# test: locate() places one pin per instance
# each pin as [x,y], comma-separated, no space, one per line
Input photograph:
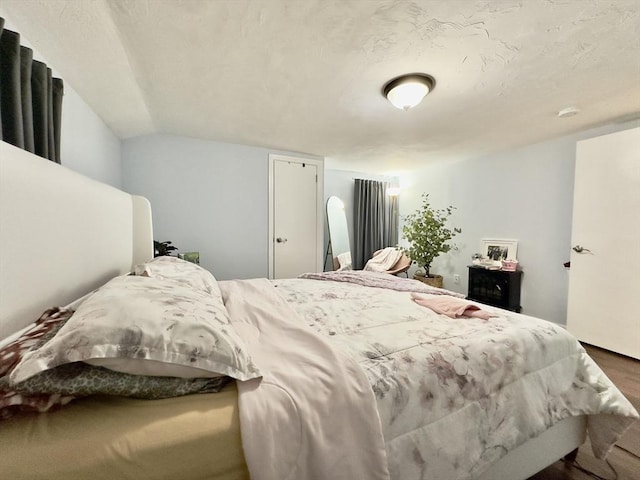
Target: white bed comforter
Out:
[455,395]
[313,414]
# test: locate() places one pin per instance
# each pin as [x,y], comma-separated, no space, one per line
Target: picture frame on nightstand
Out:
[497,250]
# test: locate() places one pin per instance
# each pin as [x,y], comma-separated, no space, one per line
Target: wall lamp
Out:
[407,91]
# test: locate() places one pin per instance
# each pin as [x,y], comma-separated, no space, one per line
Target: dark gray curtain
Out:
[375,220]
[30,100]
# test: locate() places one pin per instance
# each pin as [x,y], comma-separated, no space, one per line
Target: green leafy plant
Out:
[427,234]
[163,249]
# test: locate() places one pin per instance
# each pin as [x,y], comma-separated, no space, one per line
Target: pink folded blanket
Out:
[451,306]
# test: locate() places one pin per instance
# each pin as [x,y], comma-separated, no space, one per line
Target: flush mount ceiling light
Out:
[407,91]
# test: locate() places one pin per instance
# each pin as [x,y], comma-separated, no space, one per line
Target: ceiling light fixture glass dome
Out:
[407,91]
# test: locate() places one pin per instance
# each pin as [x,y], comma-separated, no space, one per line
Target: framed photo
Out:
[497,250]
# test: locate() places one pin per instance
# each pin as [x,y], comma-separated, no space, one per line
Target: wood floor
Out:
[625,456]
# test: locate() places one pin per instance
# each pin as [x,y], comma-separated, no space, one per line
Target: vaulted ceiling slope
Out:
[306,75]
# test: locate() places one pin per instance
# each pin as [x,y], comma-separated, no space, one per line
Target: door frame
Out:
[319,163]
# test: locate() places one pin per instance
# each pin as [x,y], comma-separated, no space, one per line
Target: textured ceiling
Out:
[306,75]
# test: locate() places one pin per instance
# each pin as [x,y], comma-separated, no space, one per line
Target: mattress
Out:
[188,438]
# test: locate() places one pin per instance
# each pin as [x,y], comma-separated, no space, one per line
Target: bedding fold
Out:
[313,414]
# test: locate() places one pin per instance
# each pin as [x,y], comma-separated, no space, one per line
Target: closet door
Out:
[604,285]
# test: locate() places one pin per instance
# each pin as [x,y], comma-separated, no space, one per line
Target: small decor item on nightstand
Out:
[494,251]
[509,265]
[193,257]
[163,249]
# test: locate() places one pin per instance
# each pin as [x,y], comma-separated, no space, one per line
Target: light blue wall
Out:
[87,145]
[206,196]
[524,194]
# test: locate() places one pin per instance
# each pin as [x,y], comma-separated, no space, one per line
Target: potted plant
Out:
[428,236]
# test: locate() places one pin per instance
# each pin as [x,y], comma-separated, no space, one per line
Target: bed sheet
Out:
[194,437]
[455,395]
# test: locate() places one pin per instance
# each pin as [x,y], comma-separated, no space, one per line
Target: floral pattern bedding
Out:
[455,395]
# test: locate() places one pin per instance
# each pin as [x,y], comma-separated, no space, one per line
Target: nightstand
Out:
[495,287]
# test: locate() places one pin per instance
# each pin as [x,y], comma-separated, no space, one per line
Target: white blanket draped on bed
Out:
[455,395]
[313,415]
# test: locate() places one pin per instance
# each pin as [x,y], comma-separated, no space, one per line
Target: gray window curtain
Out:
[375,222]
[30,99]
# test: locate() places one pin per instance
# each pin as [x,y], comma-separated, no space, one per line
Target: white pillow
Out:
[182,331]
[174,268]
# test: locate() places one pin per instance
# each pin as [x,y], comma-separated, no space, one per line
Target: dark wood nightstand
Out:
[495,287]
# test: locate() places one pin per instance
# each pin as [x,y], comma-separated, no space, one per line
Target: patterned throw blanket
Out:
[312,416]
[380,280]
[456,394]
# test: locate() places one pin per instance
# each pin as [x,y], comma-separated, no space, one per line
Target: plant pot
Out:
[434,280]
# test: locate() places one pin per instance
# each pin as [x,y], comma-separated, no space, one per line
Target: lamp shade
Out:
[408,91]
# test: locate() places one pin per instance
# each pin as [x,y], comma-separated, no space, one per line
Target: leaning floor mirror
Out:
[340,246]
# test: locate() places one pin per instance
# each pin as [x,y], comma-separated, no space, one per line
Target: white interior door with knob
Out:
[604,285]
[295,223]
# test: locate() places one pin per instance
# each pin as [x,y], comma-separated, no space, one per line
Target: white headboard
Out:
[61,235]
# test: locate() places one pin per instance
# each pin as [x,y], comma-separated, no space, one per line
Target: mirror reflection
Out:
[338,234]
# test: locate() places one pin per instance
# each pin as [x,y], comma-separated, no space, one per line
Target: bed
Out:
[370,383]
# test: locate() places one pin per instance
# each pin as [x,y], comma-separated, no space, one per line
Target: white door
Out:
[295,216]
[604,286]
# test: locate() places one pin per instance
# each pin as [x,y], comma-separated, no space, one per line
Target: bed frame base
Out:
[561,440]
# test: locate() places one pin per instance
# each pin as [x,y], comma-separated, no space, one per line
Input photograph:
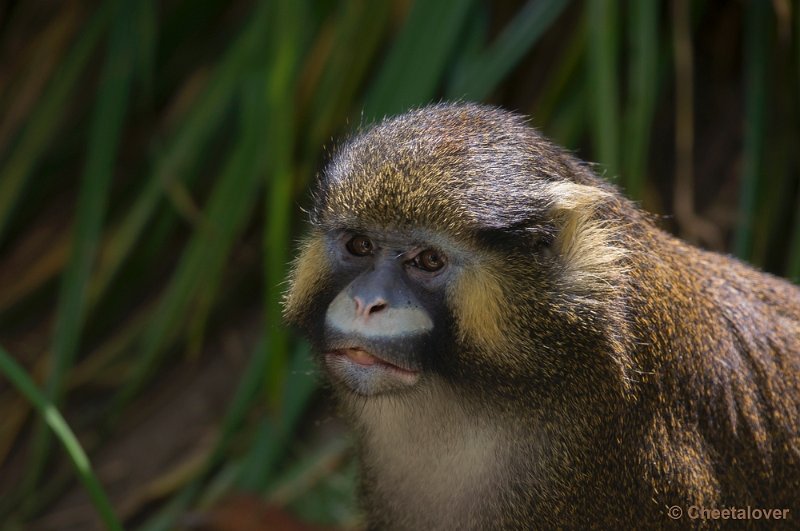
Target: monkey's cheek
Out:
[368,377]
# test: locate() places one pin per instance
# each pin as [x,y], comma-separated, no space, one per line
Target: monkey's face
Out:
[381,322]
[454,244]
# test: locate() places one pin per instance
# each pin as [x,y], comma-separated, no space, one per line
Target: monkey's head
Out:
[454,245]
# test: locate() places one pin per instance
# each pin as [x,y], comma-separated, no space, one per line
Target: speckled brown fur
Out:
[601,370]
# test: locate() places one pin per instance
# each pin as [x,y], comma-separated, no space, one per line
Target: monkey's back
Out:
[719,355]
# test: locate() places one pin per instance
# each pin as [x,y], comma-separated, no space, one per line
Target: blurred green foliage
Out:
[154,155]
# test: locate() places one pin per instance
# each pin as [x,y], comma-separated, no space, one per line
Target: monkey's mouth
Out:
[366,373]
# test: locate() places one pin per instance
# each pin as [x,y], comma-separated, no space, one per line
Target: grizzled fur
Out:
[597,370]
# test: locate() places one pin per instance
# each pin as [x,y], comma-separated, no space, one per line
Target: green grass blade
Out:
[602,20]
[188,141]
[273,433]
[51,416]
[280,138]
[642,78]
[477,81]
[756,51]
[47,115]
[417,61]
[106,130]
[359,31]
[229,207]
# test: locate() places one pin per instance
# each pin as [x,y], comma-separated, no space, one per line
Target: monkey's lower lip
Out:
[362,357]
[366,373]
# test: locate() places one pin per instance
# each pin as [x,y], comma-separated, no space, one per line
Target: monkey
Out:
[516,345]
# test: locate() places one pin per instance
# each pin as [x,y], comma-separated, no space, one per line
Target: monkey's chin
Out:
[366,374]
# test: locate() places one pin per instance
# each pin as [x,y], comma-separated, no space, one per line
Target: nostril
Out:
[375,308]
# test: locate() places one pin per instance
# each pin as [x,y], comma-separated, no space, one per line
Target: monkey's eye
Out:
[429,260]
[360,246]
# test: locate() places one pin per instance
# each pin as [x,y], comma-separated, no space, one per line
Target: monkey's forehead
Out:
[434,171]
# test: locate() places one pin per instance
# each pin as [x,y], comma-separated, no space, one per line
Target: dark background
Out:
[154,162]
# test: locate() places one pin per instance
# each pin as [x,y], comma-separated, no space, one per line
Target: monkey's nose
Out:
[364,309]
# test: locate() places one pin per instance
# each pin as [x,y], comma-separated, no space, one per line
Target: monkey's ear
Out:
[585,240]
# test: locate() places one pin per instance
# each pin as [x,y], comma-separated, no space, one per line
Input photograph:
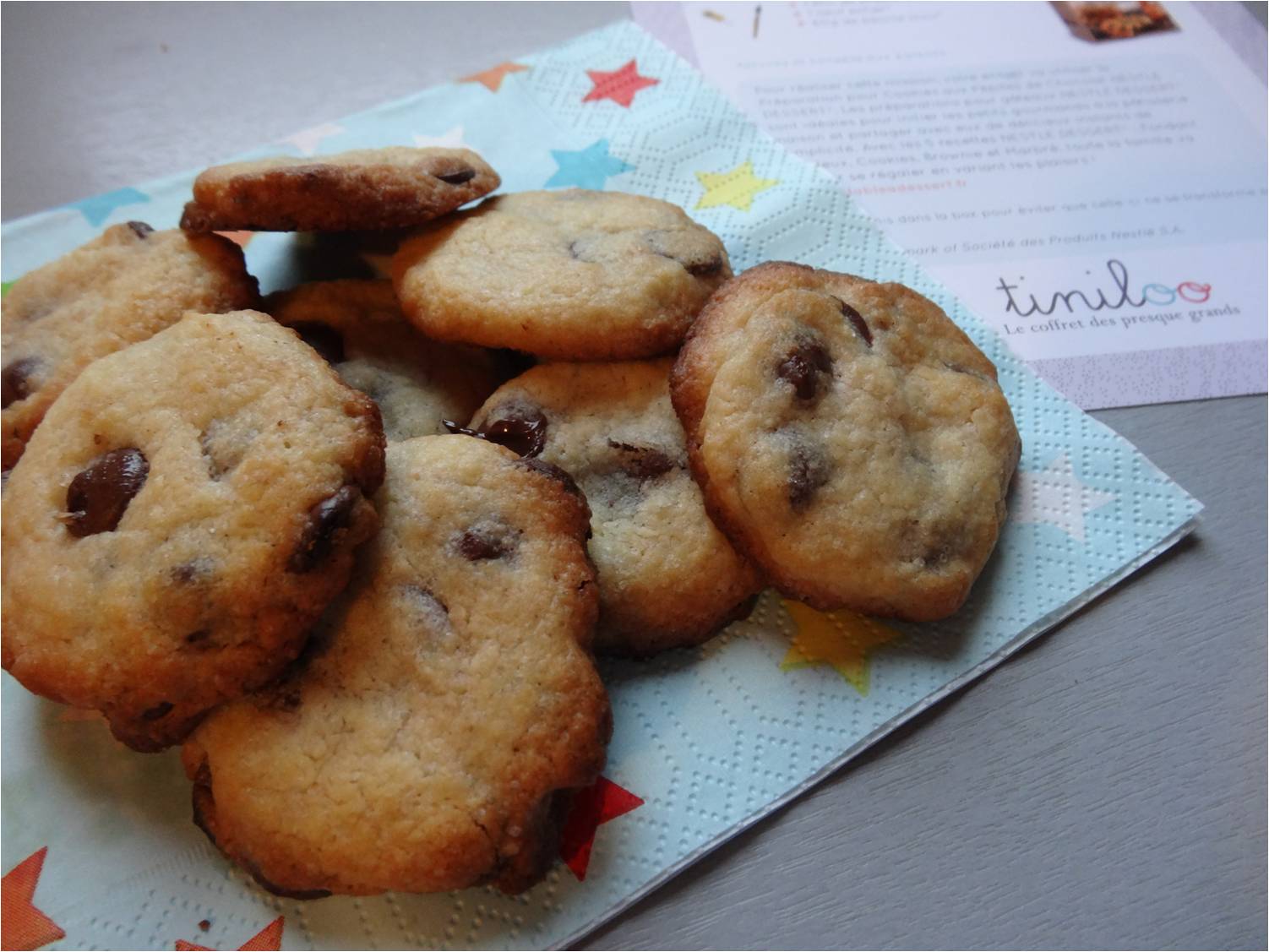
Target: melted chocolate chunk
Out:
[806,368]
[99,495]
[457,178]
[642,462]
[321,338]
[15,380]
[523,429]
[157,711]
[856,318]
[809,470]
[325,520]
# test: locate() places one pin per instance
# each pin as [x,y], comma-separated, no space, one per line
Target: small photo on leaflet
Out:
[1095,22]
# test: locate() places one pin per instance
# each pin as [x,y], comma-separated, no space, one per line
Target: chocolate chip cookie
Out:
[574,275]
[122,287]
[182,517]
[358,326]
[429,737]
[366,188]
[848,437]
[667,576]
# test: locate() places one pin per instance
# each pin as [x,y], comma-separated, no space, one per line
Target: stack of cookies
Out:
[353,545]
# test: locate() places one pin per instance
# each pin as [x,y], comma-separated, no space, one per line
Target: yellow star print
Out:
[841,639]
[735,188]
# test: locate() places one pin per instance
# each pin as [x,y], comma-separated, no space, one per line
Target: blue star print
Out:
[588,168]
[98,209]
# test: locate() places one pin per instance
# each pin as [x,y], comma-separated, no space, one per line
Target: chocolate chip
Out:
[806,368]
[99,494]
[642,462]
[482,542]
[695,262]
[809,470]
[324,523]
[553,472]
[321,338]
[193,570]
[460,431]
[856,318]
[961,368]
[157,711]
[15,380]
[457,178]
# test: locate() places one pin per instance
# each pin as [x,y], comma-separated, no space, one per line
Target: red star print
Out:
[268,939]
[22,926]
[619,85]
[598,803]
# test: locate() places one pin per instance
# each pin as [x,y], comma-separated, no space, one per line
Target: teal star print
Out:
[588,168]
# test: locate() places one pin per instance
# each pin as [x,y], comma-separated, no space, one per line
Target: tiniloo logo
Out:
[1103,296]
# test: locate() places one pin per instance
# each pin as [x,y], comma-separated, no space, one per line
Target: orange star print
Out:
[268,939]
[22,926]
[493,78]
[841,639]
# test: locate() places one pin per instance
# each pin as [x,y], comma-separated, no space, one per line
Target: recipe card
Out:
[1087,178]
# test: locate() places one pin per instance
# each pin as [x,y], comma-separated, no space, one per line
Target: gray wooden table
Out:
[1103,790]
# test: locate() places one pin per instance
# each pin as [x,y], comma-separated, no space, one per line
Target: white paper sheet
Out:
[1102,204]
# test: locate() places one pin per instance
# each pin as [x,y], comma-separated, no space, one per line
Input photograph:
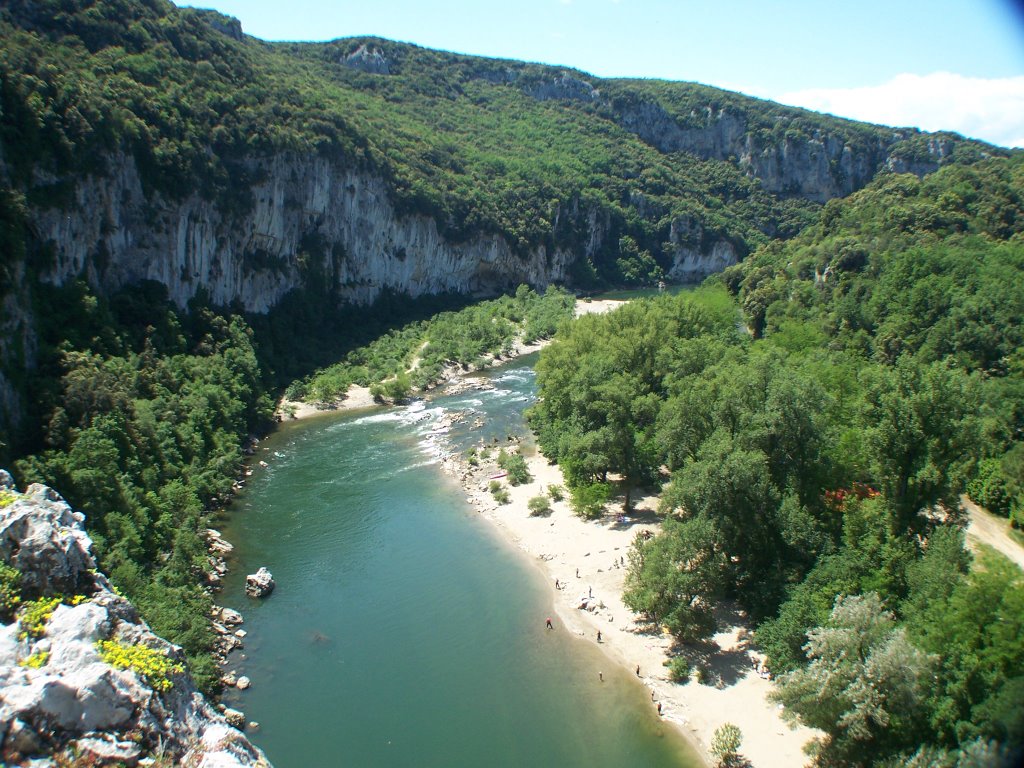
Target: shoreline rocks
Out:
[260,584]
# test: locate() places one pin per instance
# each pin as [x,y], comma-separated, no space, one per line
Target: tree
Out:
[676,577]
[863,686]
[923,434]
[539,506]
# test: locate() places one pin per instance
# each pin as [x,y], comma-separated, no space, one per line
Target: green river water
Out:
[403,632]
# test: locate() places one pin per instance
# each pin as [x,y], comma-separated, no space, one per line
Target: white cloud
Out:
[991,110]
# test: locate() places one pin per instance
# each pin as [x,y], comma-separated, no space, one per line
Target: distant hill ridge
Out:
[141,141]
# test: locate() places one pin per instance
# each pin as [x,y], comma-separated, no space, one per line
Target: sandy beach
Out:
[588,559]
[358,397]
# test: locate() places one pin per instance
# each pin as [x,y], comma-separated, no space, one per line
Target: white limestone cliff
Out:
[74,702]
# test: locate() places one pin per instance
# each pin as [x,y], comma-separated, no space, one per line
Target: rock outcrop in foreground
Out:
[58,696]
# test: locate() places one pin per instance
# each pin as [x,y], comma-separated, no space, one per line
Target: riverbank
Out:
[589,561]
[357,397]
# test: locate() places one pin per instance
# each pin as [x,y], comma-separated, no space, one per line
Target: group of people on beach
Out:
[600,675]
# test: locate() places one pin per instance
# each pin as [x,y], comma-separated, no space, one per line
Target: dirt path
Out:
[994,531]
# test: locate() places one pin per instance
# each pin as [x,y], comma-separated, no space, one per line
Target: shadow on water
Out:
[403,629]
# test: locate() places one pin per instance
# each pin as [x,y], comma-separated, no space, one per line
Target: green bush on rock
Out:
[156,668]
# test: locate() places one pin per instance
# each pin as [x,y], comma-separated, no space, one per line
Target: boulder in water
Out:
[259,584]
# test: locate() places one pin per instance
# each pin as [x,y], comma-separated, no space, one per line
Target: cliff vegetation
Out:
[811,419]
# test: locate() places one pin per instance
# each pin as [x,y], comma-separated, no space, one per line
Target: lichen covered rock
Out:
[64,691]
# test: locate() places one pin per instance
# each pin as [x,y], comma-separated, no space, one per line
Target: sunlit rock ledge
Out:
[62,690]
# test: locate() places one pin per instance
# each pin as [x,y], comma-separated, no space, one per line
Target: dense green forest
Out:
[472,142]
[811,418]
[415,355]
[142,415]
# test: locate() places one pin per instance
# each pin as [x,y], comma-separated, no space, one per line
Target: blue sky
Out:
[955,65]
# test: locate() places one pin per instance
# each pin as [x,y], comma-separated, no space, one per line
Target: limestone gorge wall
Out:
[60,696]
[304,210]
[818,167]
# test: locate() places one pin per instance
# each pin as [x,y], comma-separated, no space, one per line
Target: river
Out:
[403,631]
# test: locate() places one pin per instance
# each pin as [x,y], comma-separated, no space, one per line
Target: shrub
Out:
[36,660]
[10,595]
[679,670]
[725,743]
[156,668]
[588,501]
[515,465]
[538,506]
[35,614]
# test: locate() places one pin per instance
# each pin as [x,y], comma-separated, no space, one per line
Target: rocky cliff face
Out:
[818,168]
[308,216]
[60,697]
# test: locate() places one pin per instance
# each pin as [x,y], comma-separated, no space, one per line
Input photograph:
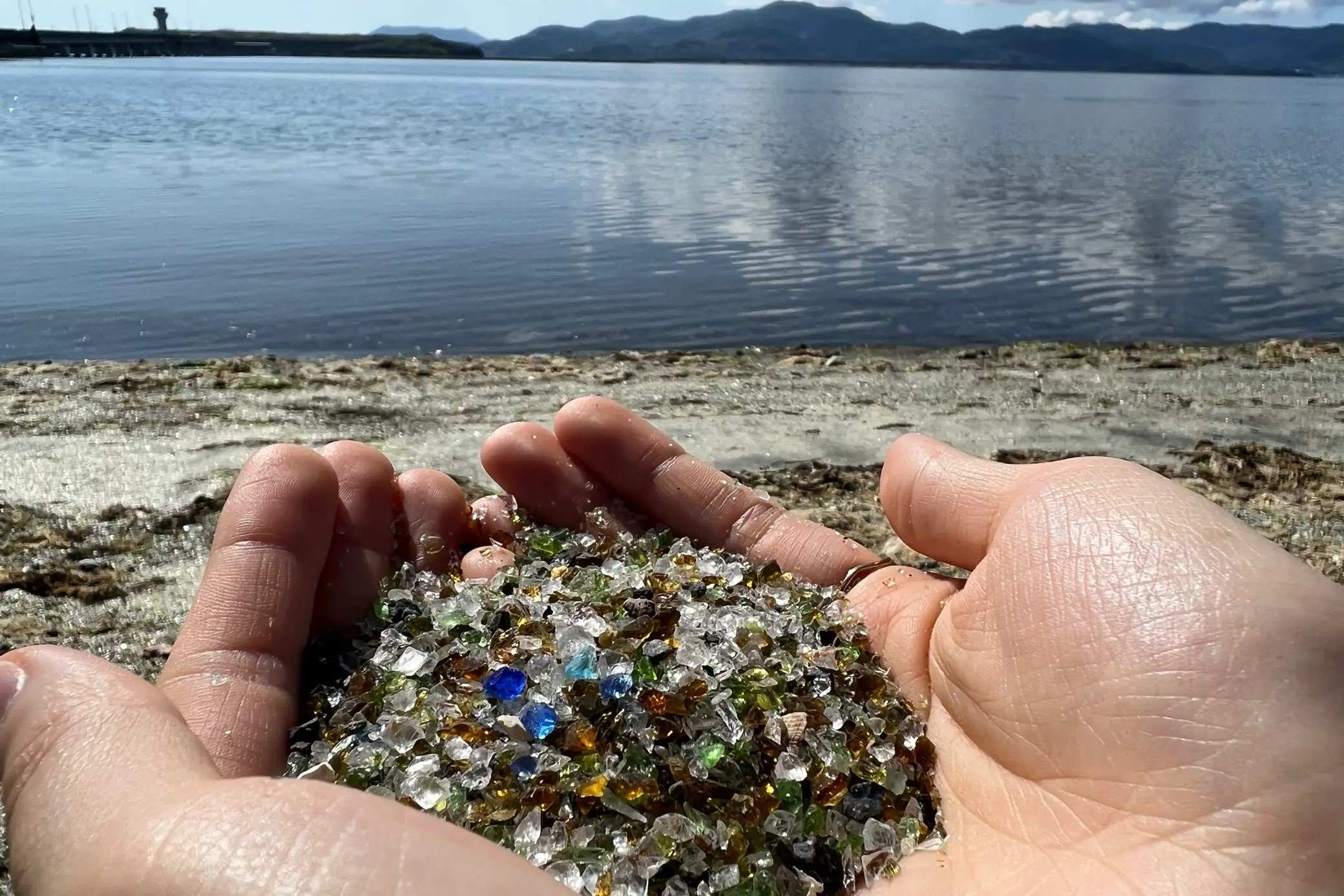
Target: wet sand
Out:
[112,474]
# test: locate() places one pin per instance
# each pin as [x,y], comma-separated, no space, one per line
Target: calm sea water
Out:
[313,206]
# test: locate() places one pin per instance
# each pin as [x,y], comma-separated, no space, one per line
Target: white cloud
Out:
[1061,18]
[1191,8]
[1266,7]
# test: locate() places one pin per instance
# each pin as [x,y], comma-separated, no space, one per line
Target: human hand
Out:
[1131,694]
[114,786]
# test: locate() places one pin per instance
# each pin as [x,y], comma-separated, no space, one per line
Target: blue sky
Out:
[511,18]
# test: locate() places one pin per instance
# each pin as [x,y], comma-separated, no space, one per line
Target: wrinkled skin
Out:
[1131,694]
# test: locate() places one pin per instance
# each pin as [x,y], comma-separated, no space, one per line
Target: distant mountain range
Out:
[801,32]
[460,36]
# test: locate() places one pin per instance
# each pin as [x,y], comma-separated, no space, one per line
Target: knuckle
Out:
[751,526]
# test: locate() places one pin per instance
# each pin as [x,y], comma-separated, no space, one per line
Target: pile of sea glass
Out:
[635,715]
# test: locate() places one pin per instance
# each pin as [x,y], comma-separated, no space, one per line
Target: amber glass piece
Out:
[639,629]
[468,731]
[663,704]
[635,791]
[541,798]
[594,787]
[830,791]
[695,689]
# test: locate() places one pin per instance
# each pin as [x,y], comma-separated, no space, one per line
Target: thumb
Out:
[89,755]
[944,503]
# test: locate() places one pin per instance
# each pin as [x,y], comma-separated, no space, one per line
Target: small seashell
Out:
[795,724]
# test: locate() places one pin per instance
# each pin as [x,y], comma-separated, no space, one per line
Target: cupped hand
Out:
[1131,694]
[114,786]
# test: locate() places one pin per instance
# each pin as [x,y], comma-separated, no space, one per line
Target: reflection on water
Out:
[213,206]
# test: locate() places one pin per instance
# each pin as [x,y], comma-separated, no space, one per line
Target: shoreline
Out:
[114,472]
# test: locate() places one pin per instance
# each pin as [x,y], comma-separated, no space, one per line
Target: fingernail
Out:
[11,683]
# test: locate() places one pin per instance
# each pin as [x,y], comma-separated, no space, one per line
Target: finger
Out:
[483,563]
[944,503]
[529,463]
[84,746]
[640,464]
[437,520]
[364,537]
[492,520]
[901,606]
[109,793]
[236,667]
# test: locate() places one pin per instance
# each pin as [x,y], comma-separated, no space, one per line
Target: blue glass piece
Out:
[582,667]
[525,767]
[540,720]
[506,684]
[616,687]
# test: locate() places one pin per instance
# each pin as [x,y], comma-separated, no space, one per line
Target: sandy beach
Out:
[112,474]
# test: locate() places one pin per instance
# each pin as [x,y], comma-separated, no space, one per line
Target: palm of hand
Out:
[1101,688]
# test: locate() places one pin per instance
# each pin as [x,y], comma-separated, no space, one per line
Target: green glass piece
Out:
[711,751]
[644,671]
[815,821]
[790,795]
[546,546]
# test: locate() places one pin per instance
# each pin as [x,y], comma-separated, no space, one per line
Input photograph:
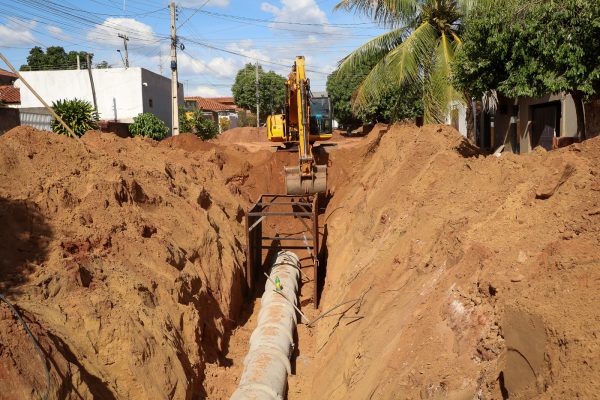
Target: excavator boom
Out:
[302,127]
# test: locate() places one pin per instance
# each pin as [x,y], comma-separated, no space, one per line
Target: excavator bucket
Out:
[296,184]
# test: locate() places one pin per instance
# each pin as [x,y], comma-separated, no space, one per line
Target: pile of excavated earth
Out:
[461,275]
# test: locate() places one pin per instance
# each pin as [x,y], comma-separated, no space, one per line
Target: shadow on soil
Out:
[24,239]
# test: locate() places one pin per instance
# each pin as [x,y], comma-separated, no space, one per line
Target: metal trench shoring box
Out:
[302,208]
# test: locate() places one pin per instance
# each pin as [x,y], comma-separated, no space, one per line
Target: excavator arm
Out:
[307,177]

> _Required task_: Report each line of the rows above that contains the string "hand", matching case exactly.

> _Task result_:
Target: human hand
Target: cupped hand
Target: palm of hand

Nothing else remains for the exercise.